Saved entries:
· · · · · · ·
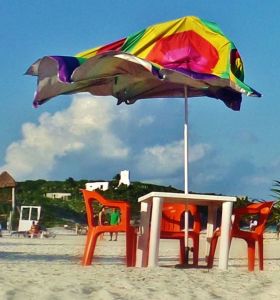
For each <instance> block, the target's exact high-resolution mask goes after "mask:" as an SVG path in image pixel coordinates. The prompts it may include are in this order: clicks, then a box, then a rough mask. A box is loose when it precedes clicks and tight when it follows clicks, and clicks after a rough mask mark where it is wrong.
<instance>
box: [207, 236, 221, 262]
mask: <svg viewBox="0 0 280 300" xmlns="http://www.w3.org/2000/svg"><path fill="white" fill-rule="evenodd" d="M218 238H219V236H218V235H215V234H214V235H213V237H212V239H211V243H210V250H209V255H208V262H207V267H208V268H213V263H214V258H215V252H216V247H217V243H218Z"/></svg>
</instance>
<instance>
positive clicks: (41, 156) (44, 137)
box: [0, 94, 129, 180]
mask: <svg viewBox="0 0 280 300" xmlns="http://www.w3.org/2000/svg"><path fill="white" fill-rule="evenodd" d="M108 98H109V97H108ZM114 109H115V102H114V101H111V99H104V98H103V97H98V99H96V98H95V97H92V96H89V95H85V94H81V95H78V96H75V97H74V100H73V101H72V103H71V105H70V106H69V108H67V109H65V110H63V111H59V112H56V113H54V114H49V113H43V114H42V115H41V116H40V117H39V120H38V124H34V123H26V124H23V126H22V139H21V140H19V141H16V142H13V143H12V144H11V145H10V146H9V147H8V148H7V150H6V157H5V162H6V163H5V165H4V166H1V167H0V169H1V170H7V171H9V172H10V173H11V174H13V176H14V177H15V178H16V179H17V180H22V179H26V178H28V179H30V178H38V177H40V178H44V177H48V174H49V172H50V171H51V170H52V169H53V168H54V167H55V164H56V162H57V160H58V159H59V158H61V157H63V156H65V155H67V154H69V153H73V152H77V151H81V150H85V149H90V148H92V149H94V150H92V157H93V159H99V158H103V159H104V158H107V159H108V158H109V159H110V158H118V159H121V158H125V157H127V155H128V152H129V149H128V148H127V147H126V146H125V145H123V143H122V141H121V140H120V139H119V138H118V137H117V136H116V135H115V134H114V133H113V130H112V129H113V127H114V122H115V121H117V117H118V118H119V117H120V114H118V115H117V114H115V113H114ZM120 113H121V114H122V118H125V111H123V112H122V111H121V112H120Z"/></svg>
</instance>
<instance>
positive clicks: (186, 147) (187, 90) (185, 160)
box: [184, 86, 189, 259]
mask: <svg viewBox="0 0 280 300" xmlns="http://www.w3.org/2000/svg"><path fill="white" fill-rule="evenodd" d="M184 92H185V123H184V165H185V169H184V170H185V171H184V177H185V194H187V193H188V192H189V181H188V152H189V151H188V90H187V87H186V86H185V87H184ZM188 231H189V213H188V212H187V211H186V212H185V248H186V250H187V249H188V237H189V234H188V233H189V232H188ZM187 254H188V252H187ZM187 259H188V258H187Z"/></svg>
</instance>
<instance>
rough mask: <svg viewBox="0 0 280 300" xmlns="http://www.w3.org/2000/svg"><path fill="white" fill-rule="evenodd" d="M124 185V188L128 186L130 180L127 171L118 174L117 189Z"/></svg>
mask: <svg viewBox="0 0 280 300" xmlns="http://www.w3.org/2000/svg"><path fill="white" fill-rule="evenodd" d="M121 184H124V185H126V186H130V179H129V170H123V171H121V172H120V181H119V185H118V187H119V186H120V185H121Z"/></svg>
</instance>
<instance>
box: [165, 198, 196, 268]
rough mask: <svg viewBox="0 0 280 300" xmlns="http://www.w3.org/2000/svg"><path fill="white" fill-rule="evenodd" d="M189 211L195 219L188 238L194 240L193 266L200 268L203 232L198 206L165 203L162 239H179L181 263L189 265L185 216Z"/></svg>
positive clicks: (188, 235) (193, 218)
mask: <svg viewBox="0 0 280 300" xmlns="http://www.w3.org/2000/svg"><path fill="white" fill-rule="evenodd" d="M186 210H187V211H188V212H189V214H190V216H191V217H192V219H193V227H192V229H190V230H189V231H188V238H191V239H192V240H193V247H192V252H193V265H194V266H198V255H199V234H200V231H201V220H200V214H199V211H198V207H197V206H196V205H190V204H189V205H185V204H181V203H164V204H163V208H162V219H161V230H160V238H161V239H178V240H179V241H180V263H182V264H183V263H188V257H187V256H186V249H185V232H184V222H183V220H184V214H185V211H186Z"/></svg>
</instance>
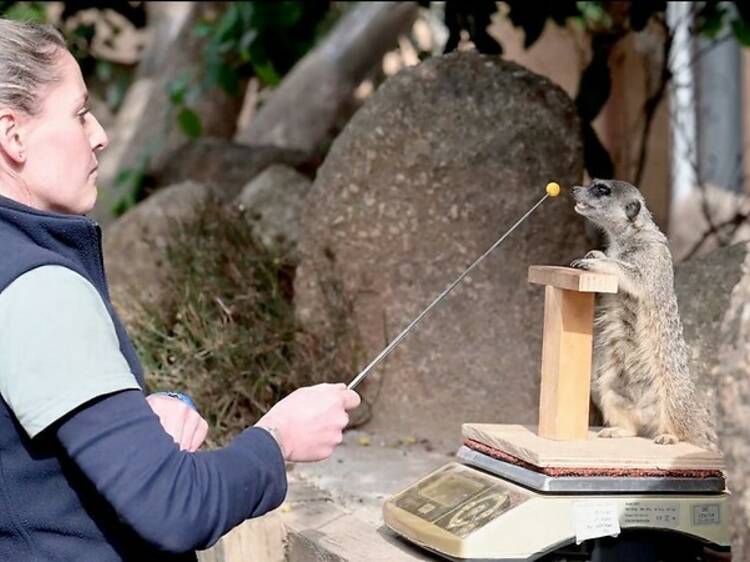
· · · · · · ·
PROBLEM REQUIREMENTS: Pick out every line in the records above that contains the word "positive", and copy each one in full.

RESPONSE AREA:
positive clicks: (41, 156) (44, 137)
positive clicks: (186, 147) (187, 90) (185, 160)
positive clicks: (188, 235) (193, 218)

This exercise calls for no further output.